• [MATERIAL]:
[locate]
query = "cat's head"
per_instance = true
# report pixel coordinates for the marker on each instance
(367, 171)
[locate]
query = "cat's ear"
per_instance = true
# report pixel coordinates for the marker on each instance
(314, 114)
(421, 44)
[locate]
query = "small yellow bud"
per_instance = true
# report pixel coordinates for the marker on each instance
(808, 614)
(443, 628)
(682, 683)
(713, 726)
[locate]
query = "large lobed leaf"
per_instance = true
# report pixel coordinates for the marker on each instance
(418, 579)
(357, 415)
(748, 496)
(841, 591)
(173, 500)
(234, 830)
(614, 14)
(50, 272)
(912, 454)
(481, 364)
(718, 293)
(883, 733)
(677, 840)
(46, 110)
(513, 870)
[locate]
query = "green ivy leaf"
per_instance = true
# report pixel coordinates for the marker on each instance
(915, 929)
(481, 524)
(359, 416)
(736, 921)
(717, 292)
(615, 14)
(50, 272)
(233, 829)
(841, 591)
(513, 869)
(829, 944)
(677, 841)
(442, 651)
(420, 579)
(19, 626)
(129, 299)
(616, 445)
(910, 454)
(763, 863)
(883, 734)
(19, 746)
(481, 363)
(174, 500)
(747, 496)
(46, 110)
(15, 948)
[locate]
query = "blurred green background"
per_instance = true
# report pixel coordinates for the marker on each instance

• [EXERCISE OBJECTIVE]:
Copy out each line exactly as written.

• [PROBLEM SOLUTION]:
[locate]
query = "cat's head"
per_instance = true
# report pixel coordinates for the marker on each instance
(367, 171)
[locate]
query = "cat's ear"
per_instance = true
# report pixel coordinates for the marker on each instance
(314, 114)
(421, 44)
[locate]
query = "small yellow bud"
per_instance = true
# report pixel coordinates for the marker on each instance
(808, 614)
(443, 628)
(682, 683)
(713, 726)
[locate]
query = "large lobed leaf"
per_instance = true
# report pixel coordinates for the marker on each instance
(418, 579)
(357, 415)
(748, 496)
(841, 591)
(173, 500)
(234, 830)
(614, 14)
(50, 272)
(912, 454)
(481, 364)
(718, 293)
(883, 733)
(677, 840)
(46, 110)
(513, 870)
[locate]
query = "green ivy leaf"
per_instance = true
# report pixel coordinates for the marker on each instance
(915, 929)
(481, 524)
(359, 416)
(736, 921)
(717, 292)
(615, 14)
(50, 272)
(233, 829)
(841, 591)
(513, 869)
(829, 944)
(677, 841)
(442, 651)
(420, 579)
(19, 626)
(129, 299)
(616, 445)
(910, 454)
(763, 863)
(883, 734)
(19, 746)
(481, 363)
(174, 500)
(747, 496)
(46, 110)
(15, 948)
[locate]
query = "blurred green background"
per_instance = true
# report pixel coordinates for the marker on each instance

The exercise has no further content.